** Passage to read **
════

The terms of the Merger Agreement do not require Parent, Purchaser or any of their respective subsidiaries to, and the Company will not without the prior written consent of Parent, propose, negotiate, effect or agree to, or execute any settlements, undertakings, consent decrees, stipulations or other agreements with any governmental entity or with any other person obligating Parent, any of its subsidiaries, the Company or its subsidiaries to:

sell, divest, license, otherwise convey, hold separate or otherwise limit or restrict the ability of Parent, Purchaser or any of their respective subsidiaries with regard to any asset or business of Parent, Purchaser, Company or any of their respective subsidiaries;

implement any limitations or restrictions on the ability of Parent, Purchaser or any of their respective subsidiaries to hold and exercise full rights of ownership of any equity interests in the Surviving Corporation, including the right to vote such equity interests, or to effectively control the business or operations of the Company; or

take any other action, in the case of each of the foregoing bullets, to the extent such action or condition would (a) materially impair the anticipated benefits of the Transactions to Parent and its subsidiaries, (b) have a material adverse effect on any product currently marketed or under development by Parent or (c) be on terms and conditions that are unreasonably burdensome to Parent (each such action or condition, a “Burdensome Condition”).
Nothing in the Merger Agreement requires Parent, Purchaser or any of their respective subsidiaries to litigate or otherwise formally oppose any determination (whether judicial or administrative in nature) by a governmental entity seeking to impose a Burdensome Condition.

════

** Job 1 **
In the rows below, change "lawn" to "grass" in the lines starting at the one containing "outline lawn" and ending at the one containing "Draw the outline of every instance of the lawn.", and give those lines again with nothing else altered.

════

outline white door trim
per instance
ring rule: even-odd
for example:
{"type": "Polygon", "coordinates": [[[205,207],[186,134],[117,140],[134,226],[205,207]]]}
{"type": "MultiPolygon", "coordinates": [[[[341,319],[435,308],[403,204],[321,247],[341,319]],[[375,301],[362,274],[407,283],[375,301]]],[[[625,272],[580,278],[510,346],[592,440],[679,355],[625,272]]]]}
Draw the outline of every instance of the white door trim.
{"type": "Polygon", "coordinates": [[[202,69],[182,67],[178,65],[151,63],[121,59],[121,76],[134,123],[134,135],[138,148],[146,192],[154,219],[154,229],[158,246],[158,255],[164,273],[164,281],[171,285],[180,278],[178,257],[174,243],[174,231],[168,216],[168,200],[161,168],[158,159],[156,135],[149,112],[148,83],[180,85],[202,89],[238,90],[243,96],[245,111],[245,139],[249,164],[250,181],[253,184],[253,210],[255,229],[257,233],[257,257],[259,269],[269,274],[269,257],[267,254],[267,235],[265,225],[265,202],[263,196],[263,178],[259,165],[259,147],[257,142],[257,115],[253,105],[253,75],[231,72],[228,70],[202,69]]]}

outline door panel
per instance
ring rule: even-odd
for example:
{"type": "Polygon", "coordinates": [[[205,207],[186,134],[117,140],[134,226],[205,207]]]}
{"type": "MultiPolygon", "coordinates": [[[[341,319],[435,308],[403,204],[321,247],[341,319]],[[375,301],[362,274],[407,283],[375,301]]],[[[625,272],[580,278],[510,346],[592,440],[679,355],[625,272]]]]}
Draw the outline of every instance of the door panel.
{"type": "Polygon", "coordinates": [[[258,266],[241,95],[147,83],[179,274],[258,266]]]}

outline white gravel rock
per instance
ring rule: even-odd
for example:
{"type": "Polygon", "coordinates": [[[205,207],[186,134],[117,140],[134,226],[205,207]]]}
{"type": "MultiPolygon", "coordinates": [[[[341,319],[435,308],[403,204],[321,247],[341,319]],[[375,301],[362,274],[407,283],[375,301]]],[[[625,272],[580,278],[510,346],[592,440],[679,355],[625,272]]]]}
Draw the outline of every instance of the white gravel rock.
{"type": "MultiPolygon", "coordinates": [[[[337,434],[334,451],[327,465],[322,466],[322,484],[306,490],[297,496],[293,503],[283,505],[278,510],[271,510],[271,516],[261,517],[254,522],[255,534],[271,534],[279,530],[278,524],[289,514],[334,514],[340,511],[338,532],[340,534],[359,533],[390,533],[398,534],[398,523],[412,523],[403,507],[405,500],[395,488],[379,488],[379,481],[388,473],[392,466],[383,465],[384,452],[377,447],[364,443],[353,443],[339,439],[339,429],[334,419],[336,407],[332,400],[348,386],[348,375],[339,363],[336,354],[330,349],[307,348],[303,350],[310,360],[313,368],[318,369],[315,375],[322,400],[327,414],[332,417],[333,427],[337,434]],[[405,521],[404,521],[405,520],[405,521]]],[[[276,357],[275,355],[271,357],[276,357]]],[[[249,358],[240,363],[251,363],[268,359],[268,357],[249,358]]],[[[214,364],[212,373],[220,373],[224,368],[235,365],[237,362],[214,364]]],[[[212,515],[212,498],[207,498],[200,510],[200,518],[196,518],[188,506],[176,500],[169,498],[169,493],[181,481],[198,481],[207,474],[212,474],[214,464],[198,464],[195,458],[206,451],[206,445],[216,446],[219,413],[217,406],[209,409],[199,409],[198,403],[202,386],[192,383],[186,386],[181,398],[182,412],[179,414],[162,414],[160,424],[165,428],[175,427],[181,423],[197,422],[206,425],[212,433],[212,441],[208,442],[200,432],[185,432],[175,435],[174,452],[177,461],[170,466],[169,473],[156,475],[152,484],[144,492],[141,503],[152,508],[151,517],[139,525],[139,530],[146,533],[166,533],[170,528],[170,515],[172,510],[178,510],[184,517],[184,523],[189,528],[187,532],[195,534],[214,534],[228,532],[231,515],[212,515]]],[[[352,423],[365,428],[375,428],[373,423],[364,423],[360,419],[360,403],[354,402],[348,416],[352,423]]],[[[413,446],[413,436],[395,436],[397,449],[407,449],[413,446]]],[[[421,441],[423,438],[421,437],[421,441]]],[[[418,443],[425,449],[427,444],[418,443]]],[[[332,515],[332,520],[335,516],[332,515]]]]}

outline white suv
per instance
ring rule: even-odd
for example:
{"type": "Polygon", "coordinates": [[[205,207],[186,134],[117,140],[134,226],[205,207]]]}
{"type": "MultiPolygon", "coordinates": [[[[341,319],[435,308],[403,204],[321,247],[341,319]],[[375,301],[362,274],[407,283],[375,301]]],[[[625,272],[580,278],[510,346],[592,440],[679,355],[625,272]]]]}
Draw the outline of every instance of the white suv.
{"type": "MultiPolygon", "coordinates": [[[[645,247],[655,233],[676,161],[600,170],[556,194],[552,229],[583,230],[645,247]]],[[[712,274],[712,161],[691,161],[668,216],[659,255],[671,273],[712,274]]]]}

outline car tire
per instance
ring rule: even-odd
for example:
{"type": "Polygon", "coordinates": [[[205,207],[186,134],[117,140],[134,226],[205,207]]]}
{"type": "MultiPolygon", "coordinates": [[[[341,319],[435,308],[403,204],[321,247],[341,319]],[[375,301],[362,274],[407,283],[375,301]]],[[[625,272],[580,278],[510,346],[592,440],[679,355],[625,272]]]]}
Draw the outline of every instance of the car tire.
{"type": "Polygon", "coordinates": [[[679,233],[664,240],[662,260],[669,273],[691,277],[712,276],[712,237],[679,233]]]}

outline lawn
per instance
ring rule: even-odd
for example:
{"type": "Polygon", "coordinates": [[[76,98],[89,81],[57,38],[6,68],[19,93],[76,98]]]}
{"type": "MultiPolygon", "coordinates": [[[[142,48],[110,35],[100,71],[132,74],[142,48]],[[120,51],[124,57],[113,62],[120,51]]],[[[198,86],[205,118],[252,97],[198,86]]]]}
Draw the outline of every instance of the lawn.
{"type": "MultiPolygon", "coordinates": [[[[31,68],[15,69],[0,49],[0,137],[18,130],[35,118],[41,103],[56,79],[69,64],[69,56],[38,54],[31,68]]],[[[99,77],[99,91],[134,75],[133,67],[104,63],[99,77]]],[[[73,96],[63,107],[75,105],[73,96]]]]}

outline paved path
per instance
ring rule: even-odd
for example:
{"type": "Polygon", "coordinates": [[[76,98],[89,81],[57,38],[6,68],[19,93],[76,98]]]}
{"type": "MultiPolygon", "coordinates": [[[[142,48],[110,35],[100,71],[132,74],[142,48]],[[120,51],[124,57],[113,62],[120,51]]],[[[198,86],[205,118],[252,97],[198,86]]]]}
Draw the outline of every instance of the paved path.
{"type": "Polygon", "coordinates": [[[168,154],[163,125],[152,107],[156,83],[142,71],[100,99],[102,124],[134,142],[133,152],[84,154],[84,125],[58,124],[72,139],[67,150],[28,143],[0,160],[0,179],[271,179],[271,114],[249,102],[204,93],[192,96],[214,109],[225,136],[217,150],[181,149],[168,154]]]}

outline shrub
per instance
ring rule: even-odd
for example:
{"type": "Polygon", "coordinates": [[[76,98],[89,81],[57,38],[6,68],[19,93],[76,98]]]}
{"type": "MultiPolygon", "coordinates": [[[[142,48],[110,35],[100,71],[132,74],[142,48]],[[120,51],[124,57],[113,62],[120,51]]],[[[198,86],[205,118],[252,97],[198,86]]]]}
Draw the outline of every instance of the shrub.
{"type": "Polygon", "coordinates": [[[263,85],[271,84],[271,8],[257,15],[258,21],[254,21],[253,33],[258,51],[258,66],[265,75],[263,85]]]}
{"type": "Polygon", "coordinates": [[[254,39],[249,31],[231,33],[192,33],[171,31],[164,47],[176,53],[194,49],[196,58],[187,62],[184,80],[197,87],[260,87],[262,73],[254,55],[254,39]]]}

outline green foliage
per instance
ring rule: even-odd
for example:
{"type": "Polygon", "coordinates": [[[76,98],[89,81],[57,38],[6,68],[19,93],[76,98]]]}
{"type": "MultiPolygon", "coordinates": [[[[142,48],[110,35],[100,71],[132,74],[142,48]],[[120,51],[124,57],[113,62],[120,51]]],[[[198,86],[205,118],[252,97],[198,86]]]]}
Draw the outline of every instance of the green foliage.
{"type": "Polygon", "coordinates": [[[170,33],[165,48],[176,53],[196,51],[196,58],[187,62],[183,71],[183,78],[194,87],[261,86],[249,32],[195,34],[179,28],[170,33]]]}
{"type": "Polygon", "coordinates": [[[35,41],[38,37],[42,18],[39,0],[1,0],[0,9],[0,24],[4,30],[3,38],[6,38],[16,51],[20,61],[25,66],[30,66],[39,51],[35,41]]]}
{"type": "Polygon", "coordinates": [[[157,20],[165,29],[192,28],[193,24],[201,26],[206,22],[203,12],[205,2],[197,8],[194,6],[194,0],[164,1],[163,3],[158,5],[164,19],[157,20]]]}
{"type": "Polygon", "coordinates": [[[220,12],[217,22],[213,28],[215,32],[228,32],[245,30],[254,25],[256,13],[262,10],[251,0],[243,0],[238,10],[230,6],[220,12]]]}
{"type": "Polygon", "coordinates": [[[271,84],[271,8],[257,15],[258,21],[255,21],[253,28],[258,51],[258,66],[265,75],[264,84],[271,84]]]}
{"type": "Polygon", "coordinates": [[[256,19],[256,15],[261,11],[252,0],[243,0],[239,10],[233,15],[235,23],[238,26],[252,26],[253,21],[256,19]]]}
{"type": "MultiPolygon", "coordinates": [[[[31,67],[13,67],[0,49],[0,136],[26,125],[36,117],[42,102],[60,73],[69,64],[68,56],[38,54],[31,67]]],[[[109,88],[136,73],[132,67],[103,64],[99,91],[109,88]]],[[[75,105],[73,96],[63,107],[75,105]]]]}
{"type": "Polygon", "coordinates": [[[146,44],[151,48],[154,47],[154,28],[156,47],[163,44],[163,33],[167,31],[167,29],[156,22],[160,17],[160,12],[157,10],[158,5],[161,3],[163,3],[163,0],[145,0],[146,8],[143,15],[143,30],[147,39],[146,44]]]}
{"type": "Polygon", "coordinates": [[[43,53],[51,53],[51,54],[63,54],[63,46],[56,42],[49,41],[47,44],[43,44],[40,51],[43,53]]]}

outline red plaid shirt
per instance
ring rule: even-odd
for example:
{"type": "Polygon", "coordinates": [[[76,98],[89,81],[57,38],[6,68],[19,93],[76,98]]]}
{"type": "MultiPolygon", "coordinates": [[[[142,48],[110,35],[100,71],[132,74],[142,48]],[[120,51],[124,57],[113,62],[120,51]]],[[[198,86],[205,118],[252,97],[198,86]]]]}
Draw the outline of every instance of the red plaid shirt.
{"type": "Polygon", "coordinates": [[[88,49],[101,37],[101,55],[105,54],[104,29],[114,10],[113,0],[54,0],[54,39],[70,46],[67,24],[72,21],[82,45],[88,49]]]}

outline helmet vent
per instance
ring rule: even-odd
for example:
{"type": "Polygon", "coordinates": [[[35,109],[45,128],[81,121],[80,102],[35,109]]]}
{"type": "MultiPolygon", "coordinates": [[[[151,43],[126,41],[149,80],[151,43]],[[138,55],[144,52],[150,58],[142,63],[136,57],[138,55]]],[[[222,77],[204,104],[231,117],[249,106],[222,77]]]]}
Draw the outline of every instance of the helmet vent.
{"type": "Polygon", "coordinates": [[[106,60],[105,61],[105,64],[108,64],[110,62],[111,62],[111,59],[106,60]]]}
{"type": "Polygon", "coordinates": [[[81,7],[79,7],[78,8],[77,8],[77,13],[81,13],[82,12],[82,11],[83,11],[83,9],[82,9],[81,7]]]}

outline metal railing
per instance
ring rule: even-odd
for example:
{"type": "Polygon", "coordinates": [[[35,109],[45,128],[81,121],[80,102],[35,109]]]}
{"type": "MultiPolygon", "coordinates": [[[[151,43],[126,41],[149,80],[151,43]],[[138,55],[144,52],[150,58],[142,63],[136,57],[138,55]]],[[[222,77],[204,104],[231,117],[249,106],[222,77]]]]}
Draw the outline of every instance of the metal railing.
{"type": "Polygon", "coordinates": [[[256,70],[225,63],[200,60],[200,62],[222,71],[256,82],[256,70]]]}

════

** Job 2 **
In the merger agreement excerpt, what defined term is given to each action or condition that would materially impair the anticipated benefits of the Transactions to Parent?

** Answer 1 **
outline grass
per instance
ring rule: even-odd
for example:
{"type": "Polygon", "coordinates": [[[76,98],[89,81],[57,38],[6,68],[19,93],[76,98]]]}
{"type": "MultiPolygon", "coordinates": [[[[142,48],[110,35],[100,71],[132,74],[142,48]],[[120,51],[124,57],[113,62],[120,51]]],[[[198,86],[205,118],[252,97],[198,86]]]]}
Draw the outline of every instance of the grass.

** Answer 2 **
Burdensome Condition